# Work to do
Reproduce all of the records below word for word, leaving out the pictures.

# Data records
▬▬▬▬▬▬▬▬▬▬
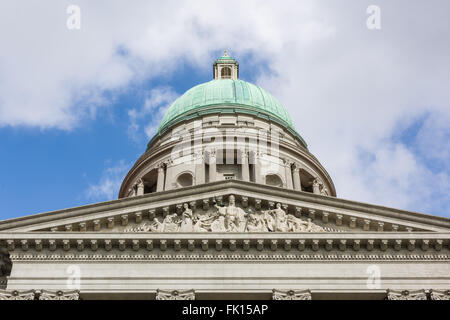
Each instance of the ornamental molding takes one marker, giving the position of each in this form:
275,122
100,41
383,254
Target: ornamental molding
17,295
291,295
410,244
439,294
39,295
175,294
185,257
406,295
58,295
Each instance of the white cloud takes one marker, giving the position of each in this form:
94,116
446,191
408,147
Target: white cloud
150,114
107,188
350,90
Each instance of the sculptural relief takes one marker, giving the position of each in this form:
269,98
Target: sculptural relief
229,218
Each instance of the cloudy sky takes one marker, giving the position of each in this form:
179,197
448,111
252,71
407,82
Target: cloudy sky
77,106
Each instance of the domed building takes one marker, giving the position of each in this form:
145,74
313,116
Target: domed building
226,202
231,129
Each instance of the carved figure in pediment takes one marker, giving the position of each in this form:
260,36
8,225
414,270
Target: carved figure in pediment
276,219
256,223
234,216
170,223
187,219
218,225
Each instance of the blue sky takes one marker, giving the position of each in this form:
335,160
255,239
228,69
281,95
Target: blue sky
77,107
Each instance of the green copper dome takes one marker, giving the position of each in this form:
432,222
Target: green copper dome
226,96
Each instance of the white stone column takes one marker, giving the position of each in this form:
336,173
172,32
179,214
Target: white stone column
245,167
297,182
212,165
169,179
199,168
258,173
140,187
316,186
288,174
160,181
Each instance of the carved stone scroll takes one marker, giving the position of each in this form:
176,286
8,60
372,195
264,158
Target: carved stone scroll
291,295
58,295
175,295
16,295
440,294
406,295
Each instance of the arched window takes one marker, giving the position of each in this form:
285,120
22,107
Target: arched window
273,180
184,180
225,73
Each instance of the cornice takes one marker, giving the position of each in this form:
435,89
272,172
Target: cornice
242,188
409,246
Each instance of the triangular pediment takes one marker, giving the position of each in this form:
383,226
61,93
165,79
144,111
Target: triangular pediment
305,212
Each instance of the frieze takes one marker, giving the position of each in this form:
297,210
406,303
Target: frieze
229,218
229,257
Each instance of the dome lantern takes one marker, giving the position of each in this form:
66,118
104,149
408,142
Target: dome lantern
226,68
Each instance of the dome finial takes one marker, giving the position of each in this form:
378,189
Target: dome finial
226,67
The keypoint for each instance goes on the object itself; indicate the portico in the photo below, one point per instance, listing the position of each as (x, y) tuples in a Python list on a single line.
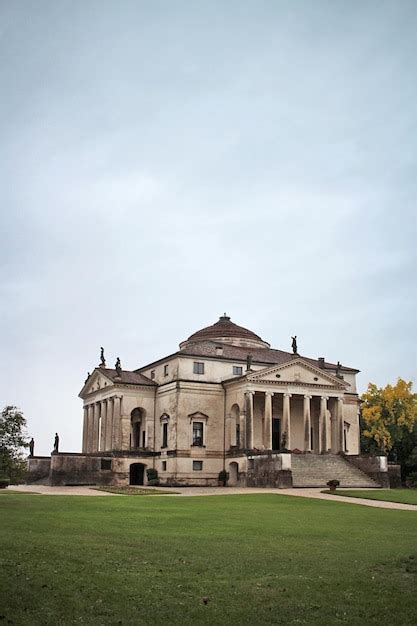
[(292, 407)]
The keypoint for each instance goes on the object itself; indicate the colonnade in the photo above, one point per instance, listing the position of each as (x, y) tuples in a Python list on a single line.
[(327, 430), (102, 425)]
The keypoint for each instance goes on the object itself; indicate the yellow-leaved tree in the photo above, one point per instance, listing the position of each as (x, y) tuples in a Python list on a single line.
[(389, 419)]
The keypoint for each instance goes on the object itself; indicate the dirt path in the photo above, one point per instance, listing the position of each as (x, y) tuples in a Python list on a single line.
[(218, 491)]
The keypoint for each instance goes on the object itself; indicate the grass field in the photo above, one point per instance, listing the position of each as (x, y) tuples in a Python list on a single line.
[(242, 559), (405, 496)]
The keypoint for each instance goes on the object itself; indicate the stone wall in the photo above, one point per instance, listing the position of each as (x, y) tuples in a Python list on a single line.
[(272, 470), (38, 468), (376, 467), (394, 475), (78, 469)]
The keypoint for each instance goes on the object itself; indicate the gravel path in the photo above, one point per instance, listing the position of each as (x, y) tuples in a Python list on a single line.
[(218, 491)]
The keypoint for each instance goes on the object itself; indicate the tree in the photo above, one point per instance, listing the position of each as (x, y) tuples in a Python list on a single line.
▬▬▬▬▬▬▬▬▬▬
# Result of this task
Each instance of the ornamental molding takes one marker, giving the position of each in this form:
275,122
100,41
383,254
Target: ornamental molding
17,295
291,295
410,244
439,294
39,295
175,294
185,257
406,295
58,295
Each instance of the white cloud takes one marker, giving the position of each in this form:
94,116
446,191
408,147
Target: white cloud
150,114
107,188
350,90
Each instance of the sculptural relief takes one marker, giving the position of each in this form:
269,98
Target: sculptural relief
229,218
Each instance of the cloudy sky takes one marker, giving the position of each in this form:
179,197
448,111
252,71
407,82
Target: cloudy sky
77,106
Each instance of the domed building takes one marker, giving the position of each in this form:
145,74
313,116
Target: domed building
226,202
231,129
Each instance of the carved figure in pediment takes one marker, giving the position of each in this form:
260,36
8,225
414,270
Target: carved figure in pediment
276,219
256,223
234,216
170,223
187,219
218,225
Each instance of the blue sky takes one marker, giving the position of each in this form:
335,160
255,239
228,69
281,95
Target: blue sky
77,107
Each instance of the green copper dome takes one marker, giving the position of each in this form:
432,222
Target: green copper dome
226,96
Each instance of the white stone column takes one marker, giving the position of each in this form:
336,173
172,32
179,214
Target: white stone column
245,167
297,182
212,165
169,179
199,168
258,173
140,187
316,186
288,174
160,181
Each instance of the carved stone scroll takes one marker, giving the position of each in this form:
176,286
8,60
372,195
264,158
Target: carved stone scroll
291,295
58,295
175,295
16,295
440,294
406,295
Each instance of the arched window takes one marker, giving the position of each in this form:
285,120
22,107
Target: arched window
273,180
184,180
225,73
Each instance of the cornice takes one marker, giving the position of each in this form:
435,89
272,172
Target: cornice
242,188
409,246
Each instance of the triangular pediment takes one marker, giving the position of each in this form:
383,226
61,93
165,79
144,111
Target: triangular pediment
305,212
Each instance of the frieze takes one marker, giving the position of each in this form:
297,210
406,303
Target: frieze
229,218
229,257
Each instance of the dome lantern takes one marker, giving the position of each in this form:
66,118
104,149
408,142
Target: dome lantern
226,68
Each instance of the dome finial takes one marker, giving the position of each in this form:
378,189
Target: dome finial
226,67
The keypoint for each instance goes on the object itself; indicate the portico in the photo below, one point per instance, listing the position of each as (x, y) tuples in a Python list on a single line.
[(292, 407)]
The keypoint for each instance goes on the object itself; indicate the colonnade in the photo above, one point per instance, listing the position of each as (x, y) tuples in a Python list on a single line.
[(327, 430), (102, 425)]
The keypoint for each instance goes on the object itself; indicate the yellow-leaved tree in the photo above, one point per instance, listing the position of each as (x, y) tuples in a Python list on a single line.
[(389, 419)]
The keypoint for each instance goes on the object itself; indicate the dirt path in the photo above, one point per instance, listing the position of each as (x, y) tuples in a Python list on a single line.
[(218, 491)]
The keypoint for each instance goes on the object itself; indicate the grass field in the photo above, one point per instance, listing the position of each as (x, y) tuples in a Python list on a single line.
[(242, 559), (405, 496)]
The keypoint for each instance goes on the object itself; indicate the stone wall in the photo above, one point per instance, listing the position of each as (x, y) tuples in a Python list on a single line.
[(272, 470), (38, 468), (376, 467), (394, 475), (78, 469)]
The keypoint for each instance goes on the object itself; indicate the gravel path in the photo above, one point per instance, listing the position of each as (x, y) tuples in a Python list on a single line.
[(218, 491)]
The keypoint for each instance goes on the object itself; indicate the tree in the photo above, one point per instance, listing the position of each as (x, y) tuples in a Python list on a single line.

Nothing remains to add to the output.